Exercise prompt: Lay out as a numbered list every line from the one containing "Target: spiral notebook" through the end of the records, both ends included and blank lines left out. Leave the pictures out of your answer.

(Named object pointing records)
------------------------------------------------
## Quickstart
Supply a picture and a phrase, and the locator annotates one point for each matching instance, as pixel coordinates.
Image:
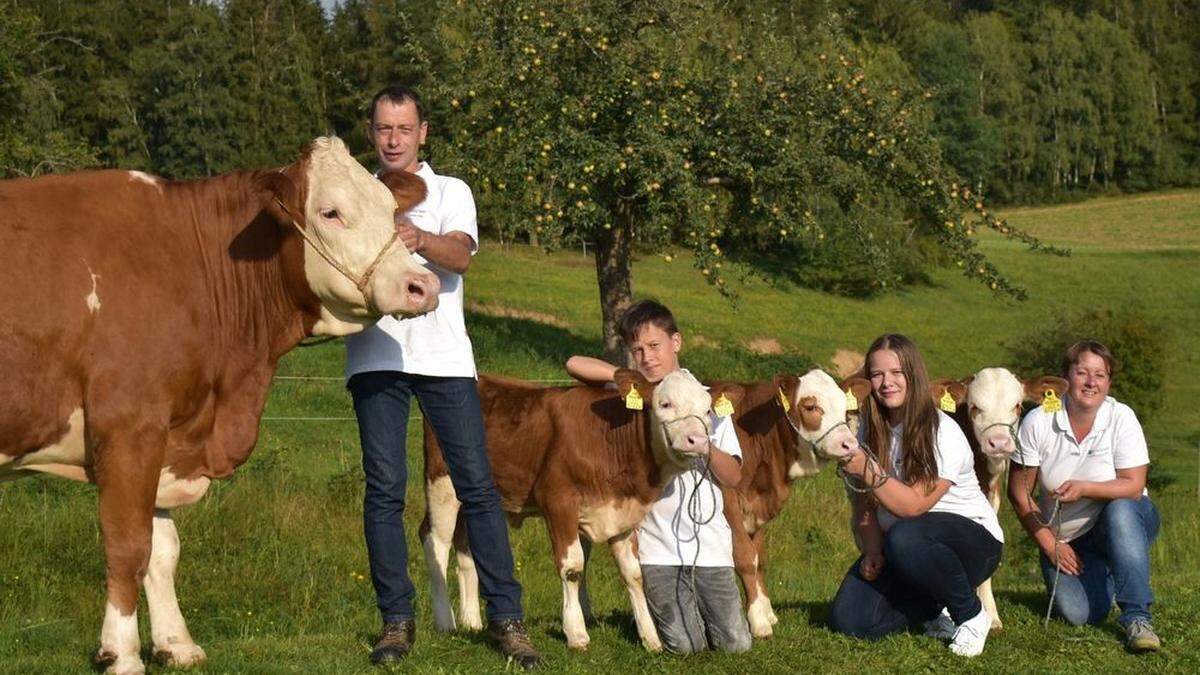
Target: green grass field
(274, 573)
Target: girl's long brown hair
(919, 417)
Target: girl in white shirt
(927, 532)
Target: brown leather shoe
(513, 640)
(395, 641)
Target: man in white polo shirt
(429, 357)
(1095, 520)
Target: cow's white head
(994, 398)
(678, 407)
(353, 261)
(817, 410)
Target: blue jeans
(451, 405)
(931, 561)
(693, 617)
(1116, 565)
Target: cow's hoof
(115, 664)
(180, 655)
(473, 622)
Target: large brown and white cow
(582, 460)
(778, 448)
(141, 324)
(988, 408)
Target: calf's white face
(819, 412)
(994, 405)
(352, 215)
(679, 410)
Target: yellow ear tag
(947, 402)
(1050, 402)
(723, 406)
(633, 399)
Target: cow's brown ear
(733, 392)
(280, 196)
(408, 189)
(1036, 387)
(627, 378)
(939, 388)
(859, 387)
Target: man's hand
(1071, 491)
(409, 234)
(1065, 557)
(871, 566)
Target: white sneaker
(971, 635)
(941, 627)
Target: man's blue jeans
(451, 405)
(1116, 566)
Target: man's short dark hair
(397, 94)
(643, 312)
(1073, 353)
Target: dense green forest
(1031, 100)
(847, 144)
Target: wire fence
(329, 378)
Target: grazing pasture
(274, 574)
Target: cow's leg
(564, 537)
(126, 470)
(984, 590)
(585, 599)
(622, 547)
(437, 537)
(468, 580)
(745, 563)
(760, 544)
(172, 641)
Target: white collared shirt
(435, 344)
(1116, 441)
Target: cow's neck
(253, 268)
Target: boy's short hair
(643, 312)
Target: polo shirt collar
(1103, 418)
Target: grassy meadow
(274, 575)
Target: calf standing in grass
(591, 461)
(989, 420)
(779, 424)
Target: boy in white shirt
(684, 544)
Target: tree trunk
(613, 267)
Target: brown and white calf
(988, 408)
(778, 448)
(141, 324)
(586, 463)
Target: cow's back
(580, 440)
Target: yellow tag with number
(947, 402)
(723, 406)
(633, 399)
(1050, 402)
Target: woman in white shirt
(927, 532)
(1095, 521)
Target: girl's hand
(871, 566)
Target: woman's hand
(871, 566)
(1065, 557)
(1072, 491)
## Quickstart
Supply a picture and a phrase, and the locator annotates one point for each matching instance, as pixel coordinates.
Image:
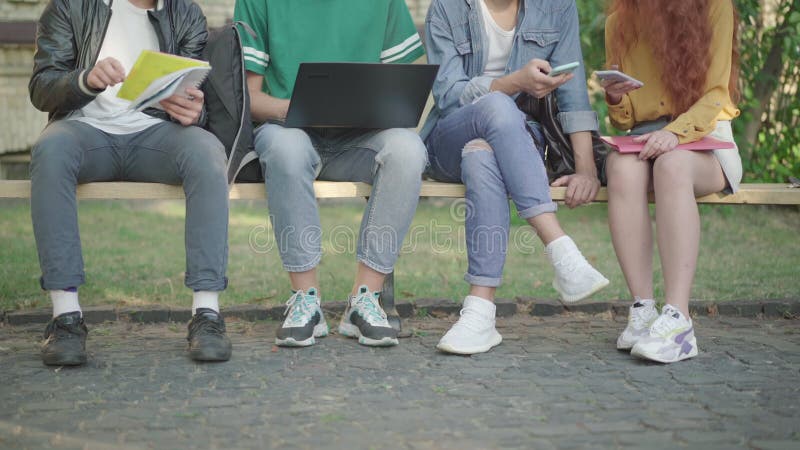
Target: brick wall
(20, 122)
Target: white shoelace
(471, 320)
(367, 303)
(297, 308)
(570, 263)
(665, 322)
(638, 316)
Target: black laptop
(360, 95)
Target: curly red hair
(679, 34)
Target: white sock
(558, 246)
(205, 299)
(64, 302)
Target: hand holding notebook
(626, 144)
(156, 76)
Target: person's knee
(53, 154)
(478, 164)
(625, 172)
(499, 113)
(476, 145)
(204, 153)
(285, 150)
(672, 169)
(404, 152)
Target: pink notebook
(625, 144)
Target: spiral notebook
(156, 76)
(626, 144)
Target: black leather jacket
(68, 39)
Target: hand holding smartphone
(608, 77)
(616, 84)
(564, 68)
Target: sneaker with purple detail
(671, 338)
(641, 316)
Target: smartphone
(614, 76)
(555, 71)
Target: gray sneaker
(366, 320)
(65, 341)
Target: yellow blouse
(651, 100)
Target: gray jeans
(70, 152)
(392, 161)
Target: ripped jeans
(486, 145)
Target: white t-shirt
(499, 43)
(129, 32)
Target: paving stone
(331, 308)
(589, 306)
(246, 312)
(405, 308)
(505, 307)
(781, 309)
(544, 307)
(702, 308)
(437, 306)
(180, 315)
(145, 314)
(556, 382)
(739, 308)
(99, 314)
(768, 444)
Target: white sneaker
(641, 316)
(671, 338)
(365, 320)
(474, 332)
(575, 278)
(304, 321)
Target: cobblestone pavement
(556, 382)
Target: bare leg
(304, 280)
(678, 177)
(547, 227)
(629, 220)
(369, 277)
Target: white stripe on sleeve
(400, 47)
(401, 55)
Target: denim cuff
(206, 284)
(305, 267)
(375, 267)
(575, 121)
(537, 210)
(482, 281)
(475, 89)
(62, 284)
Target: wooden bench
(752, 194)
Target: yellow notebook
(156, 76)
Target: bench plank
(756, 194)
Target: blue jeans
(70, 152)
(392, 161)
(511, 167)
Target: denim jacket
(546, 29)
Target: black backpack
(559, 159)
(228, 101)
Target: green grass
(134, 254)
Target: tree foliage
(768, 131)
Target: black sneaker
(207, 338)
(65, 340)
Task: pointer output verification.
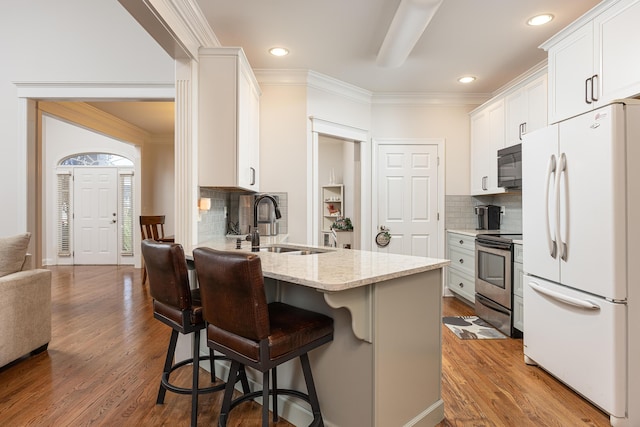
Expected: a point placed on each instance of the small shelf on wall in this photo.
(332, 205)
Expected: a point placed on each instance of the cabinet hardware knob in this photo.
------------------------------------------------
Full answer:
1. Target: spiral notebook
2. (156, 76)
3. (626, 144)
4. Target: black leather jacket
5. (68, 39)
6. Target: hand holding smartphone
7. (608, 77)
8. (616, 84)
9. (564, 68)
10. Target: sneaker with purple detail
11. (671, 338)
12. (641, 316)
13. Target: smartphone
14. (614, 76)
15. (555, 71)
16. Target: gray sneaker
17. (366, 320)
18. (65, 341)
19. Target: yellow blouse
20. (651, 100)
21. Target: gray jeans
22. (70, 152)
23. (392, 161)
24. Target: ripped jeans
25. (486, 145)
26. Target: white t-shirt
27. (499, 43)
28. (129, 32)
29. Target: paving stone
30. (331, 308)
31. (589, 306)
32. (246, 312)
33. (405, 308)
34. (505, 307)
35. (781, 309)
36. (544, 307)
37. (702, 308)
38. (437, 306)
39. (180, 315)
40. (145, 314)
41. (556, 382)
42. (739, 308)
43. (99, 314)
44. (768, 444)
45. Target: white sneaker
46. (641, 316)
47. (671, 338)
48. (365, 320)
49. (474, 332)
50. (575, 278)
51. (304, 321)
52. Target: cobblestone pavement
53. (556, 382)
54. Target: bare leg
55. (304, 280)
56. (678, 177)
57. (547, 227)
58. (629, 220)
59. (369, 277)
60. Target: white stripe on sleeve
61. (400, 47)
62. (401, 55)
63. Target: denim cuff
64. (206, 284)
65. (305, 267)
66. (375, 267)
67. (575, 121)
68. (537, 210)
69. (482, 281)
70. (475, 89)
71. (62, 284)
72. Target: wooden bench
73. (752, 194)
74. Target: yellow notebook
75. (156, 76)
76. Target: bench plank
77. (756, 194)
78. Target: blue jeans
79. (70, 152)
80. (392, 161)
81. (511, 167)
82. Target: denim jacket
83. (546, 29)
84. Target: black backpack
85. (559, 159)
86. (228, 101)
87. Target: green grass
88. (134, 254)
89. Target: tree foliage
90. (768, 131)
91. Target: black sneaker
92. (207, 338)
93. (65, 340)
94. Task: pointer output verification.
95. Expected: a point placed on each instance of the small shelf on wall in this photo.
96. (332, 205)
97. Expected: a point placed on each instance of the cabinet hardware knob in this photo.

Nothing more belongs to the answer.